[START Supplied material]
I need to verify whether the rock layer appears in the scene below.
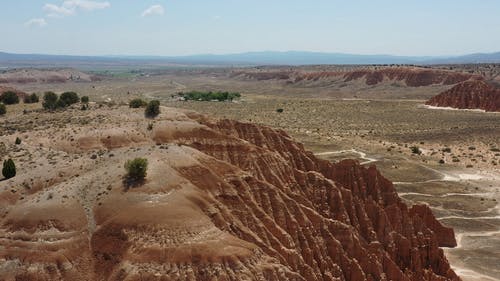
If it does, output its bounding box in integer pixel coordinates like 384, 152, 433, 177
425, 80, 500, 111
0, 108, 459, 281
232, 67, 482, 87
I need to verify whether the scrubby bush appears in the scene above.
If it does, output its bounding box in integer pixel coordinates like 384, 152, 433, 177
144, 100, 160, 118
80, 96, 89, 103
2, 158, 16, 179
410, 146, 422, 155
24, 93, 39, 103
442, 147, 451, 153
59, 92, 80, 107
125, 158, 148, 180
42, 92, 58, 110
128, 99, 148, 108
0, 91, 19, 104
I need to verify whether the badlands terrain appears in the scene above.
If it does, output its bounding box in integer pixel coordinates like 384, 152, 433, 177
0, 65, 500, 280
[END Supplied material]
Omit every picture while copying the listing above exactly.

I need to verify whether the rock layer appears in the scene below.
If it does, output its bounding box in integer pixel coordinates like 384, 152, 433, 177
425, 80, 500, 111
0, 108, 459, 281
232, 67, 482, 87
I need to verify whether the scrubby bush appears in the scene above.
If it does, output its bounding box in integer pixel coordinates like 384, 152, 433, 177
144, 100, 160, 118
80, 96, 89, 103
2, 158, 16, 179
410, 146, 422, 155
24, 93, 39, 103
442, 147, 451, 153
59, 92, 80, 107
125, 158, 148, 180
42, 92, 58, 110
128, 99, 148, 108
0, 91, 19, 104
I need to verify whether the badlands terrain appears in the scene above.
If it does, output its bounding box in integer pixel coordinates like 384, 152, 433, 177
0, 65, 500, 280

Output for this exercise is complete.